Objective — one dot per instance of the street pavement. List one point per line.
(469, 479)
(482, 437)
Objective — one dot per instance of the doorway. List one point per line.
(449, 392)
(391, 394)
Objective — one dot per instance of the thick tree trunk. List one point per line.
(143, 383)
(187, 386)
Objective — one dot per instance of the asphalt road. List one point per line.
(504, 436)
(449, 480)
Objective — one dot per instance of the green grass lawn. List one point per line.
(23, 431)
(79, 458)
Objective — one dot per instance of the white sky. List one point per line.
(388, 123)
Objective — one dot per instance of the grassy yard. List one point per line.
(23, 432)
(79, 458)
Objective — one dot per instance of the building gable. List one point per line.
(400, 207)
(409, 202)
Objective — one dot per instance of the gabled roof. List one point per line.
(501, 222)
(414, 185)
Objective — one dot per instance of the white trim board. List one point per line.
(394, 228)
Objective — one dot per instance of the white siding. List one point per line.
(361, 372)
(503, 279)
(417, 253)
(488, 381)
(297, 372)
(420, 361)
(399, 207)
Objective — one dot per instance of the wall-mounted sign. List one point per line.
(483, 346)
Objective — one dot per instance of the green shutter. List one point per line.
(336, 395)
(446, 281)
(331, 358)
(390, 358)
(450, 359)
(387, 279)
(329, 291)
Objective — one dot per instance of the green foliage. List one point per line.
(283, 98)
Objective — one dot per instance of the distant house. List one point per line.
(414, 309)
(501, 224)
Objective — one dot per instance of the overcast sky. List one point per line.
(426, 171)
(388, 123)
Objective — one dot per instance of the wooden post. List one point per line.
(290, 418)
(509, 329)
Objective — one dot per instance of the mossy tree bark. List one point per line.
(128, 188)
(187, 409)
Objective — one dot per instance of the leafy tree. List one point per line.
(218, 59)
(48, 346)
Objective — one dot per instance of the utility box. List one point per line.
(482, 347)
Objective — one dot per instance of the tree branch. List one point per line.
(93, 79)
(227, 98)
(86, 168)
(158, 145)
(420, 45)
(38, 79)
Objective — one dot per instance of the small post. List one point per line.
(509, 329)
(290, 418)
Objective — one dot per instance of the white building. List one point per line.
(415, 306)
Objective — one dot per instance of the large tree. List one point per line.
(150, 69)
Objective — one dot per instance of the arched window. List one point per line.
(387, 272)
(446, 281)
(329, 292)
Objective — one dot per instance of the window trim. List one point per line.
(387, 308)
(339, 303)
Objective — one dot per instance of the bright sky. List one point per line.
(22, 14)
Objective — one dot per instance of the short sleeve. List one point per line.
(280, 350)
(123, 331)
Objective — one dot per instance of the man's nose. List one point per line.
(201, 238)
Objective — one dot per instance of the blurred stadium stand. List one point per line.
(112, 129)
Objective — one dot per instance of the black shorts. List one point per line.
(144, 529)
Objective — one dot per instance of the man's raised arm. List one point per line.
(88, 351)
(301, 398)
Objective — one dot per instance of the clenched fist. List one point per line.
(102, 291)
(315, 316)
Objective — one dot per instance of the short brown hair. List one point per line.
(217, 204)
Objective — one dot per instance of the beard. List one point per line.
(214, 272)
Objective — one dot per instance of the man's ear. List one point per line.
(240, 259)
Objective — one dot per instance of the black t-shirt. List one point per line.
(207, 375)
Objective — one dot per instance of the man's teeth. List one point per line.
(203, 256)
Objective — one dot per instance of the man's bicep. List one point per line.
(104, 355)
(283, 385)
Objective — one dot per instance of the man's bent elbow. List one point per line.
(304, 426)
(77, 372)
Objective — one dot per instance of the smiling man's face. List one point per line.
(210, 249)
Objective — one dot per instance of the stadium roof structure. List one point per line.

* [DESCRIPTION OF THE TASK]:
Reproduce every record above verbatim, line for line, with nothing added or left out.

* [ANSWER FOR THIS EXERCISE]:
Objective — one dot per instance of the street pavement. List one point per line.
(469, 479)
(482, 437)
Objective — one dot per instance of the doorway. List one point per line.
(449, 392)
(391, 394)
Objective — one dot per instance of the thick tree trunk. List one point per line.
(143, 383)
(187, 386)
Objective — one dot per instance of the asphalt road. List one point per line.
(504, 436)
(449, 480)
Objective — one dot per instance of the green grass lawn. List one point per line.
(23, 431)
(79, 458)
Objective — one dot per instance of the white sky. List one point per line.
(388, 123)
Objective — one dot per instance of the grassy yard. List one point per line.
(23, 432)
(79, 458)
Objective — one dot per instance of the building gable. List one point per line.
(400, 207)
(409, 202)
Objective — one dot per instance of the gabled roof. List one point per line.
(501, 222)
(414, 185)
Objective — one dot per instance of the white trim board. List one point per line.
(394, 228)
Objective — one dot per instance of the white siding. List one point per line.
(361, 372)
(503, 279)
(417, 253)
(488, 381)
(297, 372)
(420, 361)
(399, 207)
Objective — one dot per instance of the wall-mounted sign. List one point per line.
(483, 346)
Objective — one dot per instance of the green shutter. List one point per line.
(336, 395)
(446, 281)
(331, 358)
(390, 358)
(450, 359)
(387, 279)
(329, 291)
Objective — one dot per instance of the green foliage. List one point per line.
(283, 98)
Objective — one dot per instance of the distant house. List one point per line.
(414, 309)
(501, 224)
Objective — one dot per instance of the overcast sky. List one point per line.
(426, 171)
(388, 123)
Objective — one dot per instance of the wooden post. List one point per line.
(290, 418)
(509, 329)
Objective — one dot per instance of the mossy tree bark. List one point per line.
(128, 188)
(187, 409)
Objective — one dot per instance of the leafy tree. List one point per line.
(218, 59)
(48, 346)
Objective — one dot per instance of the utility box. List one point per line.
(482, 347)
Objective — one dot per instance of the tree branch. List one point per line.
(93, 79)
(227, 98)
(86, 168)
(158, 145)
(420, 45)
(38, 79)
Objective — one dot per instance of the small post. List one point per line.
(509, 329)
(290, 418)
Objective — one dot per instance of the white building. List one point per line.
(415, 306)
Objective — one dot per instance of the large tree. List one point per line.
(150, 69)
Objective — one dot per instance of the arched window. List one point per line.
(387, 272)
(446, 281)
(329, 292)
Objective — one dot per instance of the window trim. List one point per line.
(387, 308)
(339, 303)
Objective — one dot per instance of the bright sky. List one point per line.
(22, 14)
Objective — one dot per instance of the short sleeve. List one point per line.
(280, 350)
(123, 331)
Objective — one dot per instance of the man's nose. List one point per line.
(201, 238)
Objective — one dot per instance of the blurred stadium stand. List one point per line.
(112, 129)
Objective — one dot per instance of the black shorts. List one point per line.
(144, 529)
Objective — one dot per instance of the man's raised arm. List one point per line.
(88, 351)
(301, 398)
Objective — one dot per instance of the clenched fist. List one point per line.
(102, 291)
(315, 316)
Objective — one dot per instance of the short brown hair. List one point per line.
(217, 204)
Objective — one dot per instance of the beard. List one point per line.
(214, 272)
Objective — one dot per instance of the man's ear. List one point per line.
(240, 259)
Objective — one dot per instance of the black t-shirt. List one point per line.
(207, 375)
Objective — one dot per instance of the man's teeth. List one point per line.
(203, 256)
Objective — one dot per instance of the man's bicep. List one point per line.
(104, 355)
(283, 385)
Objective — one dot per instance of the man's bent elbow. List one point per line.
(304, 426)
(77, 372)
Objective — one dot per instance of the smiling man's face. List one point per line.
(210, 249)
Objective — one dot per instance of the stadium roof structure. List one point per line.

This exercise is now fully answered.